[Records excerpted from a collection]
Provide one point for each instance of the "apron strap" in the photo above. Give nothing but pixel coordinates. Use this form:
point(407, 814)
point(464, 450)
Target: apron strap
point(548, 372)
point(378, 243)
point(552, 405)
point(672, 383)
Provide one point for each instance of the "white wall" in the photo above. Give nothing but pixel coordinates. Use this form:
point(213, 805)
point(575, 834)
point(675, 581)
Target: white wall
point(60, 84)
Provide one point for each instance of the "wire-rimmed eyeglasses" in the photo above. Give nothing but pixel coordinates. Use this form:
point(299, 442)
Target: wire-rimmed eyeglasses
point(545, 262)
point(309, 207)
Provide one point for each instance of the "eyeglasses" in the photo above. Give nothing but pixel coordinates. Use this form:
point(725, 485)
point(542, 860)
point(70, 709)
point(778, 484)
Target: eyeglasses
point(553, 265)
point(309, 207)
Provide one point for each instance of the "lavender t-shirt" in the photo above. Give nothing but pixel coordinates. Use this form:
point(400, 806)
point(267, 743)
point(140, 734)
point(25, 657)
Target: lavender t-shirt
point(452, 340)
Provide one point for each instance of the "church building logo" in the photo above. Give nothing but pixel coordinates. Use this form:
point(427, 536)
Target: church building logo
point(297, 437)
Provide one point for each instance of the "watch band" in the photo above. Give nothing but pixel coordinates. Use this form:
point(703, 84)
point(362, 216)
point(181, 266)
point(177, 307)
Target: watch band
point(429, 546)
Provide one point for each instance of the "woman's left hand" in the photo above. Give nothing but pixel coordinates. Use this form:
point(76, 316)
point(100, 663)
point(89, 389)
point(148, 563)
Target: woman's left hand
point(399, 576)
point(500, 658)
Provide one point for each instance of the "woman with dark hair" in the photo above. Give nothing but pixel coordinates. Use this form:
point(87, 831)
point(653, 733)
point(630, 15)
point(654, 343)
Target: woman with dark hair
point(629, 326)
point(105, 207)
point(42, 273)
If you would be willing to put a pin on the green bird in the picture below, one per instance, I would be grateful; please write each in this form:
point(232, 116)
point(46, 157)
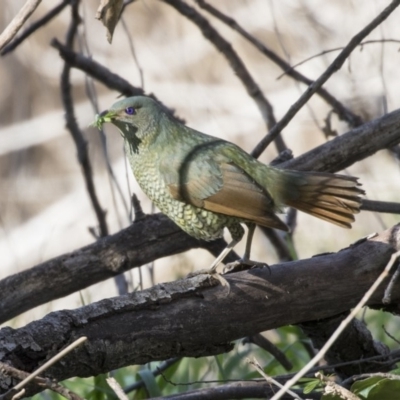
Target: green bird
point(205, 184)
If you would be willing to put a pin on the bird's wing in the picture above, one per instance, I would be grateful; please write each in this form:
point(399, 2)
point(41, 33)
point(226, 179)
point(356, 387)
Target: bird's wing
point(209, 179)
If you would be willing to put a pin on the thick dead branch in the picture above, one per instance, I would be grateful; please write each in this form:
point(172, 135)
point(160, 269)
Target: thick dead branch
point(156, 236)
point(195, 317)
point(353, 146)
point(149, 238)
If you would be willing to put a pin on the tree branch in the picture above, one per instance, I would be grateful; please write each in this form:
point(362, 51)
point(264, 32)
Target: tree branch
point(156, 236)
point(34, 27)
point(235, 62)
point(195, 317)
point(150, 238)
point(335, 66)
point(343, 112)
point(355, 145)
point(18, 21)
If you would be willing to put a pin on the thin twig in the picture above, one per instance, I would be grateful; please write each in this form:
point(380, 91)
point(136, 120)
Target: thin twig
point(156, 372)
point(318, 357)
point(236, 63)
point(322, 53)
point(18, 21)
point(269, 379)
point(114, 385)
point(343, 112)
point(333, 67)
point(338, 391)
point(387, 297)
point(80, 142)
point(34, 27)
point(45, 366)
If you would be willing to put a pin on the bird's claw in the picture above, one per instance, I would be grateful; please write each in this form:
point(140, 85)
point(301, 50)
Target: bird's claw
point(213, 273)
point(243, 265)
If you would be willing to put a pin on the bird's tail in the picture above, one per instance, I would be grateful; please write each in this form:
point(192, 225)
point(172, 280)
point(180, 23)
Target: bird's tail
point(333, 198)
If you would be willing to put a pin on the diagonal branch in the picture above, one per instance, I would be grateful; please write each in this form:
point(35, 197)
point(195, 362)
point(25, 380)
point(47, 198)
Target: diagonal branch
point(153, 237)
point(34, 27)
point(335, 66)
point(195, 317)
point(150, 238)
point(235, 62)
point(343, 112)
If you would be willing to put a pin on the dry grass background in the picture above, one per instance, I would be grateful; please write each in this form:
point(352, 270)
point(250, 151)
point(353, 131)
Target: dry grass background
point(44, 207)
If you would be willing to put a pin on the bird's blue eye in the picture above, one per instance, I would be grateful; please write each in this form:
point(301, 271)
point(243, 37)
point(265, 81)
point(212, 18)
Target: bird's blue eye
point(130, 111)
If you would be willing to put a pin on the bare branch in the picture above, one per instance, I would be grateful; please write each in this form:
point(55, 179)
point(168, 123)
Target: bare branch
point(154, 237)
point(362, 44)
point(154, 324)
point(335, 66)
point(235, 63)
point(355, 145)
point(381, 206)
point(34, 27)
point(72, 125)
point(18, 21)
point(343, 112)
point(149, 238)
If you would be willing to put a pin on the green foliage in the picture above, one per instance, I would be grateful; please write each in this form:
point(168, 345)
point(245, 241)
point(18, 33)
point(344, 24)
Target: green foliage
point(189, 373)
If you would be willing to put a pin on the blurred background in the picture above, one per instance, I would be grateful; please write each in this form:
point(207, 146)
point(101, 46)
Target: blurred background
point(44, 207)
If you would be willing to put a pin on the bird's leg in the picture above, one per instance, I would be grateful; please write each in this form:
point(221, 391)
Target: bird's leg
point(245, 260)
point(222, 255)
point(213, 269)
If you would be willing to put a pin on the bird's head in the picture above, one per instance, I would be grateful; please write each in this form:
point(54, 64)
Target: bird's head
point(136, 118)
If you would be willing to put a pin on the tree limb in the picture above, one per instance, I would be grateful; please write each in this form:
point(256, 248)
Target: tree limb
point(195, 317)
point(156, 236)
point(150, 238)
point(18, 21)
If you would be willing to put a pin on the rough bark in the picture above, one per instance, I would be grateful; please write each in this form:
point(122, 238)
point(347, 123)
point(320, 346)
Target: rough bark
point(155, 236)
point(197, 316)
point(149, 238)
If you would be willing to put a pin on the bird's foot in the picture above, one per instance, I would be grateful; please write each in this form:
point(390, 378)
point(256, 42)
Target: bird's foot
point(244, 264)
point(212, 272)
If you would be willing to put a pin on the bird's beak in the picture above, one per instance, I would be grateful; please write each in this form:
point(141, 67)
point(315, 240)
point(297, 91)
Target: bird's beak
point(103, 117)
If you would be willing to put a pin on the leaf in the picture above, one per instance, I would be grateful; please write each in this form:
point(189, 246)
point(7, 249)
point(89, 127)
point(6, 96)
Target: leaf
point(108, 13)
point(150, 382)
point(362, 388)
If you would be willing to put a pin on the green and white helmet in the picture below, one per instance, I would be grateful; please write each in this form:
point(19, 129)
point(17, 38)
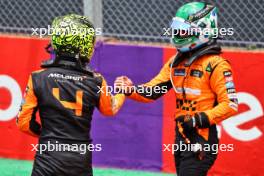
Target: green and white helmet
point(194, 25)
point(73, 35)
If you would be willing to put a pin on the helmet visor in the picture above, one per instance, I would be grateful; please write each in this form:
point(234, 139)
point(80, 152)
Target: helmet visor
point(182, 29)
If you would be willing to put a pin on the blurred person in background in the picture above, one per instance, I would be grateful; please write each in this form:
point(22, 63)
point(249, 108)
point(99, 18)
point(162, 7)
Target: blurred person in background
point(203, 83)
point(65, 93)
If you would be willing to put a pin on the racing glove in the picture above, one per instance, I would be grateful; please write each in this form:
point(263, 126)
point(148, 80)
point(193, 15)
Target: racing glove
point(199, 120)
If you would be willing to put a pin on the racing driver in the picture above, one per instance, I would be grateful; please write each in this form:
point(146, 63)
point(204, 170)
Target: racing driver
point(65, 93)
point(203, 83)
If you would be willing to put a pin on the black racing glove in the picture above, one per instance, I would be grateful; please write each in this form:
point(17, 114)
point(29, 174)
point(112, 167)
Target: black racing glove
point(199, 120)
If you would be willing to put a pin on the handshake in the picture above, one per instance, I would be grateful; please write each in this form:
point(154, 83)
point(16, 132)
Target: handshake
point(124, 85)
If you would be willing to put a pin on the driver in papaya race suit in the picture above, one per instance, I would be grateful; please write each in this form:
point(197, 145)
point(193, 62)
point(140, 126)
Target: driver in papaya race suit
point(65, 93)
point(203, 84)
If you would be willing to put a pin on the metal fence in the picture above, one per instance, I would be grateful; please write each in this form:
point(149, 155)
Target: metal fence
point(134, 20)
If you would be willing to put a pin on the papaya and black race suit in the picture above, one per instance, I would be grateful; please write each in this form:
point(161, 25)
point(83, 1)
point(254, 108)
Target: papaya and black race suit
point(65, 95)
point(203, 82)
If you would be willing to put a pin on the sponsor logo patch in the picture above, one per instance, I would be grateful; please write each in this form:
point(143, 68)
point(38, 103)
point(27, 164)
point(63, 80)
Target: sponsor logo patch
point(179, 72)
point(196, 73)
point(232, 96)
point(233, 106)
point(227, 73)
point(230, 85)
point(229, 78)
point(231, 90)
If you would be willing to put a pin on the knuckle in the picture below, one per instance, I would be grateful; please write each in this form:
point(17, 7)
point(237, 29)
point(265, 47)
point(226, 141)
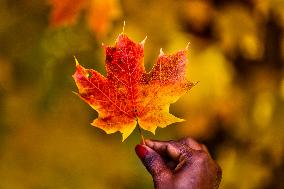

(Task to carry out) Going through the entries above, count the lines that have the word "below" and state that count alone.

(Answer to the problem) 3